- Objective 1 -
Please return every line of the listing below that contains the word "standing".

- Given text -
Update: Within the ersilia environment. I installed the packages manually, from the console with the ersilia environment activated. conda install rdkit -c rdkit conda install future six tqdm pandas conda install pytorch=1.1.0 torchvision -c pytorch pip install torchtext==0.3.1 pip install -e .

Although this runs fine outside of Ersilia, when running inside of Ersilia I get a python syntax error on one of the files where the input data is processed. It seems strange to me since this works fine outside of Ersilia. Should I modify something else in the service.py file? I share the fetch output log. eos935d_log_ersilia.txt

GemmaTuron commented 1 year ago

Hi @carcablop :

Are you installing the packages on the Ersilia environment or on the eos935d? They should be installed on the Model environment on the base ersilia environment --> if you did that I'd suggest removing ersilia and installing again so that you don't have packages that shouldn't be there Can you activate the eos935d and check which version of pandas and torch do you have, if any? these are the packages that give errors.

Can you provide more information on the input you are passing? A single molecule, a list?

carcablop commented 1 year ago

Hello @GemmaTuron To fetch the model, I run the following command:

  1. conda activate ersilia.

- Supplied entries -
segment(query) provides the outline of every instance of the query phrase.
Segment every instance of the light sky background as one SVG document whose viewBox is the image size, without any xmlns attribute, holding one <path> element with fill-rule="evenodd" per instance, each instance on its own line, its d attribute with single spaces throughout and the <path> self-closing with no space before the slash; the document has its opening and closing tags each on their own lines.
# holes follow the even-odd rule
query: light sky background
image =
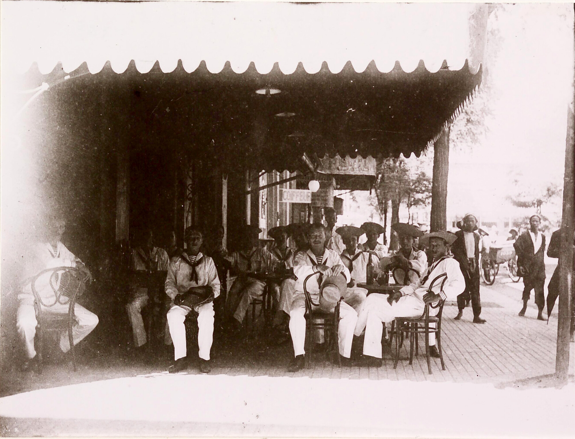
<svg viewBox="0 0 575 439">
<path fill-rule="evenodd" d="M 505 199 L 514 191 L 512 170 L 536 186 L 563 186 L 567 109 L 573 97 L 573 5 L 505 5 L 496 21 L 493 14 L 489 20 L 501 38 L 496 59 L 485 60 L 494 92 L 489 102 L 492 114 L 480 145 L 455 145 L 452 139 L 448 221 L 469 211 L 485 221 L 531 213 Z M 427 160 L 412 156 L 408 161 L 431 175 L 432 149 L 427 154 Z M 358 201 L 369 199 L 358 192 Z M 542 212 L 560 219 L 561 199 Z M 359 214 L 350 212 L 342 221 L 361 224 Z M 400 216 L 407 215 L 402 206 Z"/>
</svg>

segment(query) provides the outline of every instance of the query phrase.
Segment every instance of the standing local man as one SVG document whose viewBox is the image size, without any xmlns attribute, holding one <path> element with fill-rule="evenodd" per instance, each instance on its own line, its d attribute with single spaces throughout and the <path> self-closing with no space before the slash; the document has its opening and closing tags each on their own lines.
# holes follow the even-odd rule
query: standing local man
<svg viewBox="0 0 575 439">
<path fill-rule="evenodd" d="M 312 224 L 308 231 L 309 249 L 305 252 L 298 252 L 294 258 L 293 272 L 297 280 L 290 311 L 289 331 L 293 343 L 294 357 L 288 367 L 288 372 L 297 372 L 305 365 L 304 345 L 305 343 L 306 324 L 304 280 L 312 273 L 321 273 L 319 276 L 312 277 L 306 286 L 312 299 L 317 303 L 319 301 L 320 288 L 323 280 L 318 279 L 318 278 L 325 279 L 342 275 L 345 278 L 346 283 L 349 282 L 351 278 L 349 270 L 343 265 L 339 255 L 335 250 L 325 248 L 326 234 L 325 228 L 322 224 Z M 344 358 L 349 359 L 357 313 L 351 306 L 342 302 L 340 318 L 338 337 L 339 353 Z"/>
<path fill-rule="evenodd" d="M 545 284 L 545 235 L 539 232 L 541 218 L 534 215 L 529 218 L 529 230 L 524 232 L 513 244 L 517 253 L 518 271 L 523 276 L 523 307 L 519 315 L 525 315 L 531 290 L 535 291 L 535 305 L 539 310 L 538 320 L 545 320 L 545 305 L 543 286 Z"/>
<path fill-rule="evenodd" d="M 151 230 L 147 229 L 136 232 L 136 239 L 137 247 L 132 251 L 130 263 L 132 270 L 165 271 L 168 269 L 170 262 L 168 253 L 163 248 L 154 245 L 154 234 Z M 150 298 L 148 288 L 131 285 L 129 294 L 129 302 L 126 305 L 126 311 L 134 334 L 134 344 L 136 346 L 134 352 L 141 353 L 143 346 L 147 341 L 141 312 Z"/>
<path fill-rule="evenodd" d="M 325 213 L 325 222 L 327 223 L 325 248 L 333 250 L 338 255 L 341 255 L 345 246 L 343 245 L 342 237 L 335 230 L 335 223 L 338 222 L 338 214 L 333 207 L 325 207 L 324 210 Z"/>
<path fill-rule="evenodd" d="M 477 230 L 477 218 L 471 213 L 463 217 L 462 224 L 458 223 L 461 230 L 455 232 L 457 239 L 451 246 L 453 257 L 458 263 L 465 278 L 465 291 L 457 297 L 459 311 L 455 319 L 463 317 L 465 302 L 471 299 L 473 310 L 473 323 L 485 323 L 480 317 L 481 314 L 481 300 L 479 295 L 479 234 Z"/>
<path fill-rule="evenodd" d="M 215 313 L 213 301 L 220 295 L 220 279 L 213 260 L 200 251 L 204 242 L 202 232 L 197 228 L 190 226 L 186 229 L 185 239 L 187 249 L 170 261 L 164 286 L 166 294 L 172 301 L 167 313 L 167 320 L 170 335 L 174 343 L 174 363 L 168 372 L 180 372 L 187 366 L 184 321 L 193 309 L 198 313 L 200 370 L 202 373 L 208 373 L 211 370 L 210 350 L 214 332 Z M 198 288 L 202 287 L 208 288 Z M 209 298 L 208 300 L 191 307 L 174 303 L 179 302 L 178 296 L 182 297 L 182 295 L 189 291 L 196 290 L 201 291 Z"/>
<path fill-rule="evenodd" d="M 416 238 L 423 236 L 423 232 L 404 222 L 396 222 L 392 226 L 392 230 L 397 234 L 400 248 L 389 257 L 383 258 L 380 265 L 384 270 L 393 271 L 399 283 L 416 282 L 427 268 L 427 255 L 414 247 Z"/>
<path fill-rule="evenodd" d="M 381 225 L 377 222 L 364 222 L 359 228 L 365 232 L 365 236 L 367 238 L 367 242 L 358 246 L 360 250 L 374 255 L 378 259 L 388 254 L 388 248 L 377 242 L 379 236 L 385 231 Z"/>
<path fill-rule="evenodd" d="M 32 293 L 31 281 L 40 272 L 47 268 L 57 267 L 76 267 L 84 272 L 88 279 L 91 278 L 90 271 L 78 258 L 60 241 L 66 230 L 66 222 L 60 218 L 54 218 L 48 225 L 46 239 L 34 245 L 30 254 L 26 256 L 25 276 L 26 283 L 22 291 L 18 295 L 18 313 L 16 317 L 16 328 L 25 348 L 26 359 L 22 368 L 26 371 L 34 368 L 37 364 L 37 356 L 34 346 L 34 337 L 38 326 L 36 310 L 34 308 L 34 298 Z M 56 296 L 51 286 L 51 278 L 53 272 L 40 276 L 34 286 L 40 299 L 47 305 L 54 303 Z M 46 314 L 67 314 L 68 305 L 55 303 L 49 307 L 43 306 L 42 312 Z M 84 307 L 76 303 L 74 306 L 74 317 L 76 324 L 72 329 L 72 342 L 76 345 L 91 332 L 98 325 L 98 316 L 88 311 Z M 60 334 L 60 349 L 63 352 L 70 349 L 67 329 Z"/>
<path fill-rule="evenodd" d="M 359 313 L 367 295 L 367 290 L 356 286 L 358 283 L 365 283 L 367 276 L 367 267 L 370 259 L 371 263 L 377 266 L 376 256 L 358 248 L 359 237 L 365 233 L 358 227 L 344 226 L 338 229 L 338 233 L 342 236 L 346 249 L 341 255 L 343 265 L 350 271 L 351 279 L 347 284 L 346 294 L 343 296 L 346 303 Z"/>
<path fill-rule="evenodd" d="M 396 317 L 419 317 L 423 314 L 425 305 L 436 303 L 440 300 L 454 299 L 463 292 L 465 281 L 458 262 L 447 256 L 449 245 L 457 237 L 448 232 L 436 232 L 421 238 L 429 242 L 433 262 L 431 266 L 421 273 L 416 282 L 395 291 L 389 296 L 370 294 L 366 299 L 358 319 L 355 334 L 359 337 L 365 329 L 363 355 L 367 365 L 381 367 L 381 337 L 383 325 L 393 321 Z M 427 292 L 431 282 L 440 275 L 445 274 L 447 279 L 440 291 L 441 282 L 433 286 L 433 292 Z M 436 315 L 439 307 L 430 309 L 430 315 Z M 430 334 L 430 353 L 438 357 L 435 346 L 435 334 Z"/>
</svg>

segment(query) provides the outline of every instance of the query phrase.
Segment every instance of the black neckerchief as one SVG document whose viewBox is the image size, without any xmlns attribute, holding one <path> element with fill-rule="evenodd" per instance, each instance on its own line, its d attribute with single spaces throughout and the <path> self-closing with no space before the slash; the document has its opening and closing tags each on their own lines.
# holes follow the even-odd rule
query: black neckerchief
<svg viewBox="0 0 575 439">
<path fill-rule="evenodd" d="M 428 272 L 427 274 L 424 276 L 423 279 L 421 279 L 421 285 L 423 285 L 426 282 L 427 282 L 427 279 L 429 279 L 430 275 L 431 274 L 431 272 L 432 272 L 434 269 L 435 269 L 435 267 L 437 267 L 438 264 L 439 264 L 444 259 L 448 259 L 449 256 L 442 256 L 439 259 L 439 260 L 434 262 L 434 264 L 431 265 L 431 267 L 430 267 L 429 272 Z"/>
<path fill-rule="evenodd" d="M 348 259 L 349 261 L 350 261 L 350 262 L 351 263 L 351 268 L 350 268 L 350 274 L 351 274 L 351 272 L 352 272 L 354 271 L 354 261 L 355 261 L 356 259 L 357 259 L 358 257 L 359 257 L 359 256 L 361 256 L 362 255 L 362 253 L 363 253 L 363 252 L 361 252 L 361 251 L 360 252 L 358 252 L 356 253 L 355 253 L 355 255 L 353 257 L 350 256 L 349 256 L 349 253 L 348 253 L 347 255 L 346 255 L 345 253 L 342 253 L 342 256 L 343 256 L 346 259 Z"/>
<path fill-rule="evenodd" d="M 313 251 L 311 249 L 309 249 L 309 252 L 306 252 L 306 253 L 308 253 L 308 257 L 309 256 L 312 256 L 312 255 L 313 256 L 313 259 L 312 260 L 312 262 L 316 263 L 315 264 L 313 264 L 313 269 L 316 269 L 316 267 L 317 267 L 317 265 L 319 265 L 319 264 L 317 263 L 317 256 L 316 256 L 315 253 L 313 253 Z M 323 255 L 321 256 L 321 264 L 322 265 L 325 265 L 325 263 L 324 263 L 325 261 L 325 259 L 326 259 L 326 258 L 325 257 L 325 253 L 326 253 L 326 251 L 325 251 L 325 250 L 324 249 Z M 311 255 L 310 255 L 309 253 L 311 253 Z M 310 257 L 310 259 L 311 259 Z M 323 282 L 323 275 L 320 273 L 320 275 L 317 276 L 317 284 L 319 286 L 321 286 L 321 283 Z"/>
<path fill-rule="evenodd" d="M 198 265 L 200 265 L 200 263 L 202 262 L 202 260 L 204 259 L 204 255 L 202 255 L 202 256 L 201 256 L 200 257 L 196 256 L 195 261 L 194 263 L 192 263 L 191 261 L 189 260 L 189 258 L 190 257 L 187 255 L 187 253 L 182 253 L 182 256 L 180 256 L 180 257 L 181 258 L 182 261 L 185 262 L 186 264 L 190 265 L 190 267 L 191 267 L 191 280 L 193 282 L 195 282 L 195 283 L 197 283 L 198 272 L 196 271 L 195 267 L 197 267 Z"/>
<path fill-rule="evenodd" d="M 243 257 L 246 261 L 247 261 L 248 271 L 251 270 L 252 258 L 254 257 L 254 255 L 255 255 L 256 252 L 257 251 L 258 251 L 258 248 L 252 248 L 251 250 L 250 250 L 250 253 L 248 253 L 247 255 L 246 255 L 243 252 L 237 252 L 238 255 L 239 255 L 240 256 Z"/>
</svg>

---

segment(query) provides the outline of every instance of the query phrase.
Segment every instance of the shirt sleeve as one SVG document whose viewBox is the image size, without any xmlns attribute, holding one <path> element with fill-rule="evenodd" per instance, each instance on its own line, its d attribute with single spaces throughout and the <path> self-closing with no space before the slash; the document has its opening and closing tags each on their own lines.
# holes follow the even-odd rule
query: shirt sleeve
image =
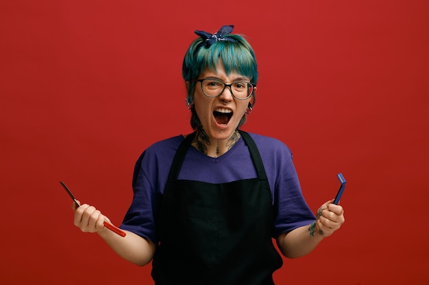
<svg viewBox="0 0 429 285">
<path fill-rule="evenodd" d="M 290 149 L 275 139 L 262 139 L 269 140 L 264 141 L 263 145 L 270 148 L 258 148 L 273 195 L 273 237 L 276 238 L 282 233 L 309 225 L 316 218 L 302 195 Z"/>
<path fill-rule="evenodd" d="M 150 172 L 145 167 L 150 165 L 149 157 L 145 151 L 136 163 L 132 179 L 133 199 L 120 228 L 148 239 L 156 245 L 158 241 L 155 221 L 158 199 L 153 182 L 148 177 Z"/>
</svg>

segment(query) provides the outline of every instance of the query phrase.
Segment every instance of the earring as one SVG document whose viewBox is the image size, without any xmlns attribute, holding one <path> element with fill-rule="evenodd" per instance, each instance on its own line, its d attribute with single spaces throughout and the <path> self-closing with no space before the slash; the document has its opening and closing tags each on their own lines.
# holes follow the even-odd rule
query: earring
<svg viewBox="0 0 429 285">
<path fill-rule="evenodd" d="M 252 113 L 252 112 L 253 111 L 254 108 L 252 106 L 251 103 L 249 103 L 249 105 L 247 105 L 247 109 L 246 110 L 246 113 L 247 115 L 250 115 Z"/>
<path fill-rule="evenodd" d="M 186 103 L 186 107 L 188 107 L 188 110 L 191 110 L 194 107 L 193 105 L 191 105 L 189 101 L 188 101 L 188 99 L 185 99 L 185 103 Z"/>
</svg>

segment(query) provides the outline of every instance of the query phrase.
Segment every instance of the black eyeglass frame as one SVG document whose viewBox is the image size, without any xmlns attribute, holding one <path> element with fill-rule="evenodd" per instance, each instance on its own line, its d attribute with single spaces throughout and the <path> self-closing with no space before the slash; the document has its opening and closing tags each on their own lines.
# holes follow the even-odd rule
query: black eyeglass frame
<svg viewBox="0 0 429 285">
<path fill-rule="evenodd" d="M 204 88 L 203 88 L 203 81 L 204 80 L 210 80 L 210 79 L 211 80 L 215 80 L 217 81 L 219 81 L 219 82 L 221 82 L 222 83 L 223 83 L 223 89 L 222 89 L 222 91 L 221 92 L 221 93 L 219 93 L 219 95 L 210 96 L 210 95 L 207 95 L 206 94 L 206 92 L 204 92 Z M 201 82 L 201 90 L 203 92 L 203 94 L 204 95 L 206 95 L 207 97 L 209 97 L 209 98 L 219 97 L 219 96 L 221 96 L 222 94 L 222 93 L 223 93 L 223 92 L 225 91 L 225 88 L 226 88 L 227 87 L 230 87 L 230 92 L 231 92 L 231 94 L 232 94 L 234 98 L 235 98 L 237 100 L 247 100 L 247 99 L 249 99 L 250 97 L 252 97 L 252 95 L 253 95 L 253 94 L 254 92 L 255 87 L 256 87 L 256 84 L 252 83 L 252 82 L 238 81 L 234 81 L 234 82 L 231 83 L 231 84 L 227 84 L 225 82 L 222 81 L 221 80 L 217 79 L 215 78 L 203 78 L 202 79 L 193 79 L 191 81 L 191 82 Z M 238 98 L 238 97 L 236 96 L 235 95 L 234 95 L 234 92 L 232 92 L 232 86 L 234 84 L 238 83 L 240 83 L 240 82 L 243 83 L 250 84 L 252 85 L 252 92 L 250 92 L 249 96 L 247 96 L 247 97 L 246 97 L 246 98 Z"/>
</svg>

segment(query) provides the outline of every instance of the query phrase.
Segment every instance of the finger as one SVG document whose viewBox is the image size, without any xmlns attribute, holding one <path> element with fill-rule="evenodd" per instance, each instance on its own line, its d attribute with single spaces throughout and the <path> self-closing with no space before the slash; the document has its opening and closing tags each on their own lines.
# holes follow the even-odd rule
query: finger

...

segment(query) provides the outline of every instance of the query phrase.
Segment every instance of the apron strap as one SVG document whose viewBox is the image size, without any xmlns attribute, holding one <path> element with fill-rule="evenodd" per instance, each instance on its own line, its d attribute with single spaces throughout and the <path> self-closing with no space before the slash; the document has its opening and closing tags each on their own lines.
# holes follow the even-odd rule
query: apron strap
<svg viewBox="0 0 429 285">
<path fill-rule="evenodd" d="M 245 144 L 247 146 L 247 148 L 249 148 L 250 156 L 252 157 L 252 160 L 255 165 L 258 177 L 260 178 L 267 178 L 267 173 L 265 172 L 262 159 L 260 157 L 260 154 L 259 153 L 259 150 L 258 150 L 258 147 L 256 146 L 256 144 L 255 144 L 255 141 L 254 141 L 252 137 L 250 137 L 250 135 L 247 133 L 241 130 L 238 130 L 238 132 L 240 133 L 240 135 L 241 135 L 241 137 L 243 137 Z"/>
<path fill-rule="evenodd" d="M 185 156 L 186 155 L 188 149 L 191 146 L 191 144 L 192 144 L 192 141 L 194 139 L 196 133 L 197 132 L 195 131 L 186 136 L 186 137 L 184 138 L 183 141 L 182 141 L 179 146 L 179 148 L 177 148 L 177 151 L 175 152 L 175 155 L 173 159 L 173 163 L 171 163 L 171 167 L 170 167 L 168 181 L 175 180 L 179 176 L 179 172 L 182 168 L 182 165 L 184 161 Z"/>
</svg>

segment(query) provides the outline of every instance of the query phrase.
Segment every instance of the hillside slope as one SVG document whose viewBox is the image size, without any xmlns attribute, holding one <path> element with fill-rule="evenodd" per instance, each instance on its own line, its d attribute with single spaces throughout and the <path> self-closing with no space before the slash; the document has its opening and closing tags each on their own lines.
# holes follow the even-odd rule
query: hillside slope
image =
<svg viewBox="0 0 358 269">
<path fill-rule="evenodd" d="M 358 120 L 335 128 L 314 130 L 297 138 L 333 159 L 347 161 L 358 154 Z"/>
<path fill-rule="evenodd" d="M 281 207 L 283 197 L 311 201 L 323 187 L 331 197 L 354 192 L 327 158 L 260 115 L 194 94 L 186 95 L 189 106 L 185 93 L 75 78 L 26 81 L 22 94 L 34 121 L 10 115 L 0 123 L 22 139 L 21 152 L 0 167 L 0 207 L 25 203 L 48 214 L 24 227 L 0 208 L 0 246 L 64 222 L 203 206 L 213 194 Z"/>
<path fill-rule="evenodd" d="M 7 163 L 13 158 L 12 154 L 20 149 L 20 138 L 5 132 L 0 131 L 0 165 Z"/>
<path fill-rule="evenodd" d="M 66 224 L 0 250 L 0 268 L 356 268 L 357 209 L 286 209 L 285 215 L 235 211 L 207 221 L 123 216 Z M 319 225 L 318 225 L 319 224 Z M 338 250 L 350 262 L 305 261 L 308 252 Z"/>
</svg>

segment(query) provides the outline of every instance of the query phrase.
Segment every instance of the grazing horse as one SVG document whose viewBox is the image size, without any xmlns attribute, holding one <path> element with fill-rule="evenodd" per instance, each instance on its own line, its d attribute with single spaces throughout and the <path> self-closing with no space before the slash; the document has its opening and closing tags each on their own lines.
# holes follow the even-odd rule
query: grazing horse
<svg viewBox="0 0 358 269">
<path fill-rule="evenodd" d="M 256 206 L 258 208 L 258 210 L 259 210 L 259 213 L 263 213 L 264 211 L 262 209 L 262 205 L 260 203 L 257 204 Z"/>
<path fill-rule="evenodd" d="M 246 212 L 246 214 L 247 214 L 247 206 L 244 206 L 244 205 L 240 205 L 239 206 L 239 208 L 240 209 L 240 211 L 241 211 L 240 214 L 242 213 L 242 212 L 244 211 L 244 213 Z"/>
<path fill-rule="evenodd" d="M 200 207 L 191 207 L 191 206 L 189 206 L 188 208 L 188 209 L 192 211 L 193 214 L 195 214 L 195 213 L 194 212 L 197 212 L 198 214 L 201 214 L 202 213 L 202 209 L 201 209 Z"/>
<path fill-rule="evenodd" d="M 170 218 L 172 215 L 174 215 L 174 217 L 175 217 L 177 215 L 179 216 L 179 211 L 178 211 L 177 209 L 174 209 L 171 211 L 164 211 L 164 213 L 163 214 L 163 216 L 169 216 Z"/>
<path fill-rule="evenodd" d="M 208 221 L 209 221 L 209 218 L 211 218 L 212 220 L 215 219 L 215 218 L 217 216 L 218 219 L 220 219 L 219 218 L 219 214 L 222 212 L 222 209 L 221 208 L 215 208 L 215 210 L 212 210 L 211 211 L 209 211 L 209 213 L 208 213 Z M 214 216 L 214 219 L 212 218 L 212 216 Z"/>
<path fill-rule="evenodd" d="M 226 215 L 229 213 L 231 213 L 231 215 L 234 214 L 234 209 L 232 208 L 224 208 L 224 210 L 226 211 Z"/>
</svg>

- Objective 2 -
Edit the Ersilia discussion above, starting with "Although this runs" and going on through "molecule, a list?", so that "molecule" becomes "compound".

- Task result 1 -
Segment every instance of the standing local man as one SVG document whose viewBox is the image size, without any xmlns attribute, holding one <path> element with fill-rule="evenodd" per instance, each instance on its own line, its d attribute with single spaces throughout and the <path> self-closing with no space before the slash; the document has its opening and closing tags each on their own lines.
query: standing local man

- Task result 2 -
Although this runs fine outside of Ersilia, when running inside of Ersilia I get a python syntax error on one of the files where the input data is processed. It seems strange to me since this works fine outside of Ersilia. Should I modify something else in the service.py file? I share the fetch output log. eos935d_log_ersilia.txt

GemmaTuron commented 1 year ago

Hi @carcablop :

Are you installing the packages on the Ersilia environment or on the eos935d? They should be installed on the Model environment on the base ersilia environment --> if you did that I'd suggest removing ersilia and installing again so that you don't have packages that shouldn't be there Can you activate the eos935d and check which version of pandas and torch do you have, if any? these are the packages that give errors.

Can you provide more information on the input you are passing? A single compound, a list?